Point-per-instance localization data:
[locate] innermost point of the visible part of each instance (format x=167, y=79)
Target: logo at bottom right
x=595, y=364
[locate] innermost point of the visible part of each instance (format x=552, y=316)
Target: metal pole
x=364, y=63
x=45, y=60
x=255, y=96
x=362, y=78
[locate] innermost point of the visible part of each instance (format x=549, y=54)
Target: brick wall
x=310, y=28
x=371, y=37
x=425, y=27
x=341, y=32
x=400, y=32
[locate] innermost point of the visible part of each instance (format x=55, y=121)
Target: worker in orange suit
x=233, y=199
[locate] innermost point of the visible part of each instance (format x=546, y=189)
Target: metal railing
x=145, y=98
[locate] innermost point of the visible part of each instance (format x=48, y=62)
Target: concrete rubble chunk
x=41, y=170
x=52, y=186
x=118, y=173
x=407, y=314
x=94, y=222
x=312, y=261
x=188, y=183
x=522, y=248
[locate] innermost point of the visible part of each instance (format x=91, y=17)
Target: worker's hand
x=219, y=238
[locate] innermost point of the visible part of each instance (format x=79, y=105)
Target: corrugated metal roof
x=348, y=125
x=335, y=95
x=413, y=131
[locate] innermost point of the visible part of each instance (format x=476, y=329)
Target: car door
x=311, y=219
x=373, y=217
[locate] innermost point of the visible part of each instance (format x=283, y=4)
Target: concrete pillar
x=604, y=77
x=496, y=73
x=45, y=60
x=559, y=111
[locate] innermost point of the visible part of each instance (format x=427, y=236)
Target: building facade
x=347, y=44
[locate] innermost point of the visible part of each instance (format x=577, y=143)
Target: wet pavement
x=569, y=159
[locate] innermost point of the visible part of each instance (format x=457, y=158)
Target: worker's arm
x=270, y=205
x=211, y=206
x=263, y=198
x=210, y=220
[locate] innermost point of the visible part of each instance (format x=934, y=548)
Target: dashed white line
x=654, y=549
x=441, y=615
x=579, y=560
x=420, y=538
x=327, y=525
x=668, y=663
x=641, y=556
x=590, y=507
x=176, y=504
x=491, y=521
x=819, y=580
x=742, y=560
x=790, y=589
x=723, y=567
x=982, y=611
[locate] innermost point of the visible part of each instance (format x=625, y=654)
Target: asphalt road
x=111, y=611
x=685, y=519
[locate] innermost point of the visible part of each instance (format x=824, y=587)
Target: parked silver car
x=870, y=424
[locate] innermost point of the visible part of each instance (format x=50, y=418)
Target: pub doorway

**WHAT IS NEEDED**
Please quote exactly the lines from the one containing "(format x=476, y=329)" through the last line of the records above, both included, and nothing else.

**SOLUTION BELOW**
[locate] innermost point of the visible part of each instance (format x=476, y=329)
Target: car door
x=311, y=219
x=373, y=217
[locate] innermost point of the visible part of each instance (format x=283, y=4)
Target: concrete pillar
x=604, y=77
x=496, y=73
x=45, y=60
x=559, y=111
[locate] innermost point of the visible part of each instance (format x=427, y=236)
Target: building facade
x=347, y=44
[locate] innermost point of the visible part of each instance (format x=577, y=143)
Target: wet pavement
x=569, y=159
[locate] innermost point of the visible part of each instance (format x=457, y=158)
Target: worker's arm
x=270, y=205
x=211, y=206
x=263, y=198
x=210, y=220
[locate] innermost point of the visible part of each instance (format x=934, y=548)
Target: dashed white line
x=654, y=549
x=441, y=615
x=579, y=560
x=420, y=538
x=327, y=525
x=668, y=663
x=641, y=556
x=590, y=507
x=176, y=504
x=491, y=521
x=819, y=580
x=742, y=560
x=790, y=589
x=723, y=567
x=982, y=611
[locate] innermost point of the visible part of each instance (format x=625, y=654)
Target: asphalt road
x=111, y=611
x=685, y=519
[locate] innermost point of the visible part of each instance (format x=824, y=587)
Target: parked silver car
x=870, y=424
[locate] innermost point of the visible part of each instance (format x=50, y=418)
Target: pub doorway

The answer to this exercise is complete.